GIVEN PROBLEM | Swap every "overlapping leaves" in the listing below for "layered leaves" and leave everything else unchanged. Leave the pictures out of your answer.

Coordinate labeling data:
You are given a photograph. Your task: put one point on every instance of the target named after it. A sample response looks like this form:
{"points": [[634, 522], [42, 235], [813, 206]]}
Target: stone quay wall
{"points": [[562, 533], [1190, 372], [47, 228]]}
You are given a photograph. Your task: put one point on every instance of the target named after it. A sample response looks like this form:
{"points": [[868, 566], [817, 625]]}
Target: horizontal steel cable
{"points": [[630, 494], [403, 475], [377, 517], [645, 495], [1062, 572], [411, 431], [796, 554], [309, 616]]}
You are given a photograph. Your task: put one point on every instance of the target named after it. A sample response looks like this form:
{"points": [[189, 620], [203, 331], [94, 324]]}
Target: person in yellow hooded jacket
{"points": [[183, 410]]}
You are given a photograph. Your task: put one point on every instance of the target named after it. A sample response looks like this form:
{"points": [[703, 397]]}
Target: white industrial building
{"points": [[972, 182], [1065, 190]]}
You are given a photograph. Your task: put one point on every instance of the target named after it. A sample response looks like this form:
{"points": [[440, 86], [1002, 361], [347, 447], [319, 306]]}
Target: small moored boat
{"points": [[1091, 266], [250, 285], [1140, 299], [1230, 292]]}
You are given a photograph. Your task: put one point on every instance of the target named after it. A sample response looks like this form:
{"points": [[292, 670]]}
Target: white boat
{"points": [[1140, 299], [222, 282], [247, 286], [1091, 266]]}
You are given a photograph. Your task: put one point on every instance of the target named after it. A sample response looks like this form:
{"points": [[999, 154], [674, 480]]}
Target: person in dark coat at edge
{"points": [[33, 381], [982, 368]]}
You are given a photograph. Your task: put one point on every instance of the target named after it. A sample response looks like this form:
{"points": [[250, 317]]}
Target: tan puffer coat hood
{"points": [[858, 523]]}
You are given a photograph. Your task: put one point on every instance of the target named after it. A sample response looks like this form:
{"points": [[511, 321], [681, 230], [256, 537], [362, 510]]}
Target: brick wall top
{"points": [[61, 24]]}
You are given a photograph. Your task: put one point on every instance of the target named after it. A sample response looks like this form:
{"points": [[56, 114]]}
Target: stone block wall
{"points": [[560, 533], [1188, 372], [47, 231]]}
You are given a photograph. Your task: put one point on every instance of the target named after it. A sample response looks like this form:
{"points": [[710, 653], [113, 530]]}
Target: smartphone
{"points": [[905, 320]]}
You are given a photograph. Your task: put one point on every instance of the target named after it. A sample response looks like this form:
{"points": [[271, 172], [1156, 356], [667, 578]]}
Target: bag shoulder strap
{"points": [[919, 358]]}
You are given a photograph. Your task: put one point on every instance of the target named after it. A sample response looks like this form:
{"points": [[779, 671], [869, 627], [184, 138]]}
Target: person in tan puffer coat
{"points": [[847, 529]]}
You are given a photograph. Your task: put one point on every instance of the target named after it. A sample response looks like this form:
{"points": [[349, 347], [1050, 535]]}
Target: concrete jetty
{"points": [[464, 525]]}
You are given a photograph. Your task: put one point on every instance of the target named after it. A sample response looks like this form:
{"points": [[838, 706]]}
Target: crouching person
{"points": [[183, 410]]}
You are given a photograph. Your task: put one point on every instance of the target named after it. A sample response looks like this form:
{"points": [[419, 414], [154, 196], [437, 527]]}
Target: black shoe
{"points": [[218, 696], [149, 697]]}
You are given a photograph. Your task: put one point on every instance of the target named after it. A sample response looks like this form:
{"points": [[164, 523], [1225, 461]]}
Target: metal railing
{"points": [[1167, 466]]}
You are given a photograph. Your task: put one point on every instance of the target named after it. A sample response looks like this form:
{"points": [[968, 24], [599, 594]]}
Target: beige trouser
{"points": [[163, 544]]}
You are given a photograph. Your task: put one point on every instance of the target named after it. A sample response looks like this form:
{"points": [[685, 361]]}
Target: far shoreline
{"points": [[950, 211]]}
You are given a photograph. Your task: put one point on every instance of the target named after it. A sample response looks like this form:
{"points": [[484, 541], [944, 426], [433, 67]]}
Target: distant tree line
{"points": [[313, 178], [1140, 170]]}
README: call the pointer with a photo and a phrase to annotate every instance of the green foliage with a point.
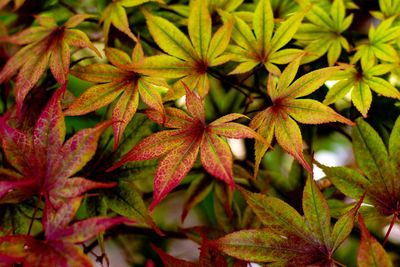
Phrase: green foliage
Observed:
(148, 147)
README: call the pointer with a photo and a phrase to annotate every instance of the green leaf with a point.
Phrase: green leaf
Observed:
(370, 252)
(126, 201)
(371, 155)
(348, 181)
(199, 27)
(263, 23)
(169, 37)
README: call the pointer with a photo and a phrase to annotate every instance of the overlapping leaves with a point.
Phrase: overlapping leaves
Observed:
(188, 60)
(360, 83)
(60, 245)
(279, 120)
(323, 33)
(115, 14)
(42, 163)
(287, 238)
(45, 45)
(179, 147)
(122, 79)
(264, 46)
(380, 170)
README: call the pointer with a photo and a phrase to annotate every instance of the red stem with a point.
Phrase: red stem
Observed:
(34, 214)
(390, 227)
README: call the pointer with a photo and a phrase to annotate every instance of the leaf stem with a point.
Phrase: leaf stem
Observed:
(390, 227)
(34, 214)
(223, 79)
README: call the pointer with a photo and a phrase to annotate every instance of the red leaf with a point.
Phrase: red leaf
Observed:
(48, 44)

CORRECT ANSWER |
You are given a photograph. Your task: put one point on every instance of the target named after it. A sample response looks like this form:
{"points": [[634, 522], [42, 235], [813, 206]]}
Target: stone quay wall
{"points": [[562, 533], [1190, 372], [47, 228]]}
You are given a photograph. Your task: put one point on every instance of the target named after it. A sample response looks like this form:
{"points": [[868, 566], [817, 625]]}
Target: horizontal steel cable
{"points": [[630, 494], [403, 475], [377, 517], [645, 495], [1062, 572], [411, 431], [796, 554], [309, 616]]}
You are given a photograph. Your task: put one point on every instance of the target named after it. A sample response looks like this form:
{"points": [[189, 620], [203, 331], [94, 324]]}
Target: person in yellow hooded jacket
{"points": [[183, 410]]}
You are given a photograph. Your task: put one point on every instance of the target named after it. A sample response looks like this form:
{"points": [[703, 397]]}
Target: white industrial building
{"points": [[972, 182], [1065, 190]]}
You are given a photograph. Your task: put one point on every instance of the target named after it. A sample response looks like this form:
{"points": [[440, 86], [1002, 361], [347, 447], [319, 306]]}
Target: small moored boat
{"points": [[1091, 266], [250, 285], [1140, 299], [1230, 292]]}
You are given a photograph. Your task: put one point on every instance of the target named after it. A sample response looks like this form:
{"points": [[292, 670]]}
Target: white boat
{"points": [[1140, 299], [222, 282], [247, 286], [1091, 266]]}
You are given a photograph. Your task: put one point on every instance of the target named after it. A sample response looks like this form:
{"points": [[999, 154], [674, 480]]}
Target: person in dark coat at edge
{"points": [[33, 381], [982, 368]]}
You are given a photograph. Your task: put one point on every instance of the target named after it. A sample response looks like this form:
{"points": [[250, 317]]}
Target: tan puffer coat hood
{"points": [[858, 523]]}
You are given a photograph. Your task: put one point on every instance of the target named after it. A sample response looks like this form:
{"points": [[511, 321], [681, 230], [256, 537], [362, 510]]}
Target: brick wall top
{"points": [[61, 24]]}
You are given a photograph. Your task: put one point on every instance of the target named after it. A sample response looks like this form:
{"points": [[56, 114]]}
Target: stone block wall
{"points": [[560, 533], [1188, 372], [47, 231]]}
You are given a photograph. Your task: put one point on every instance of the target named after it. A sample response looks like this form:
{"points": [[710, 653], [113, 530]]}
Target: smartphone
{"points": [[905, 320]]}
You are given a photograph. Your task: put one point on every instance of the target named after it. A sample response looks like this form:
{"points": [[271, 172], [1156, 356], [667, 578]]}
Target: bag shoulder strap
{"points": [[919, 358]]}
You are given a photograph. Your task: put one point on every instance of the target named after it. A sample response looks like this form:
{"points": [[779, 671], [869, 627], [184, 138]]}
Target: person in tan puffer coat
{"points": [[847, 529]]}
You are given a photograph. Your task: put one point on every instance of the target named after it. A sample response looks like this form:
{"points": [[349, 347], [1050, 535]]}
Target: concrete jetty
{"points": [[464, 525]]}
You are given a photograph. Your task: put one point on every instance of the target named after it. A sample response looks like this form:
{"points": [[838, 706]]}
Target: crouching person
{"points": [[183, 410]]}
You are given a photograph. Your task: put one point on every instance of the target named after it. A sample response looks like this form:
{"points": [[419, 414], [154, 196], [437, 527]]}
Target: black shoe
{"points": [[218, 696], [149, 697]]}
You are given a photograph. Your task: put one point on every instance of the target named after it. A sample response looks like this form:
{"points": [[164, 523], [1225, 461]]}
Target: metal railing
{"points": [[1167, 466]]}
You are given a photograph. Your task: put one point on every instance of the target named after it. A sample response looks like this form:
{"points": [[968, 24], [599, 594]]}
Target: beige trouser
{"points": [[163, 544]]}
You are given a photograph. Your task: put one point on every instance of the target named after it. A sample response looks like this form:
{"points": [[685, 361]]}
Target: far shoreline
{"points": [[950, 211]]}
You are given a photograph. Your task: put one point on every instance of the target named after it. A sample response looks like this form:
{"points": [[484, 541], [944, 426], [433, 67]]}
Target: distant tree line
{"points": [[313, 178], [1140, 170]]}
README: call the pointer with a photo and a phrase to annotate every instance of the green foliage with a point.
Phrase: green foliage
Observed:
(148, 147)
README: call the pointer with a photo and a phrase to annotate every instance of the green leaf with a point.
Phrase: green leaf
Observed:
(370, 252)
(126, 201)
(371, 155)
(348, 181)
(199, 27)
(263, 23)
(169, 37)
README: call the pointer with a photo and a phrase to annotate every instance of the layered leaves with a point.
Phrase: layered leaves
Observed:
(188, 60)
(360, 83)
(60, 245)
(279, 120)
(323, 33)
(115, 14)
(42, 163)
(287, 238)
(45, 45)
(179, 147)
(122, 79)
(264, 46)
(380, 170)
README: call the pointer with a photo and a phrase to annotate every instance of the red stem with a point.
Phrase: red stem
Observed:
(34, 214)
(390, 227)
README: call the pointer with a photo and a phrase to annotate every instance of the leaf stem with a point.
Phrase: leaf stem
Observed:
(390, 227)
(34, 214)
(223, 79)
README: call the pointer with a photo and a phrase to annotate every instance of the red leaf with a point.
Phrase: red leaf
Observed:
(48, 44)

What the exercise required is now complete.